━━━ Page excerpt ━━━

Here's to parenting!
(Dedicated to those of you with more than 2 kids, BLESS YOUR HEARTS!!)
Your Clothes:
1st baby: You begin wearing maternity clothes as soon as your OBG/GYN confirms your pregnancy.
2nd baby: You wear your regular clothes for as long as possible.
3rd baby: Your maternity clothes ARE your regular clothes.
Preparing for the Birth:
1st baby: You practice your breathing religiously.
2nd baby: You don't bother practicing because you remember that last time, breathing didn't do a thing.
3rd baby: You ask for an epidural in your eighth month.
The Layette:
1st baby: You pre-wash newborn's clothes, color-coordinate them, and fold them neatly in the baby's little bureau.
2nd baby: You check to make sure that the clothes are clean & discard only the ones with the darkest stains.
3rd baby: Boys can wear pink, can't they?

━━━ Data section ━━━

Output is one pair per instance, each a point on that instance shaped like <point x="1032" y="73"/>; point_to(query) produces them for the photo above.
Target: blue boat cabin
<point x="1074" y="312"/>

━━━

## What the exercise asks:
According to the parenting piece, why does the parent skip breathing practice before the birth of the second baby? Reply in one to three sentences. Answer from the parenting piece alone.

## Answer space:
The parent remembers that during the last birth, breathing didn't do a thing.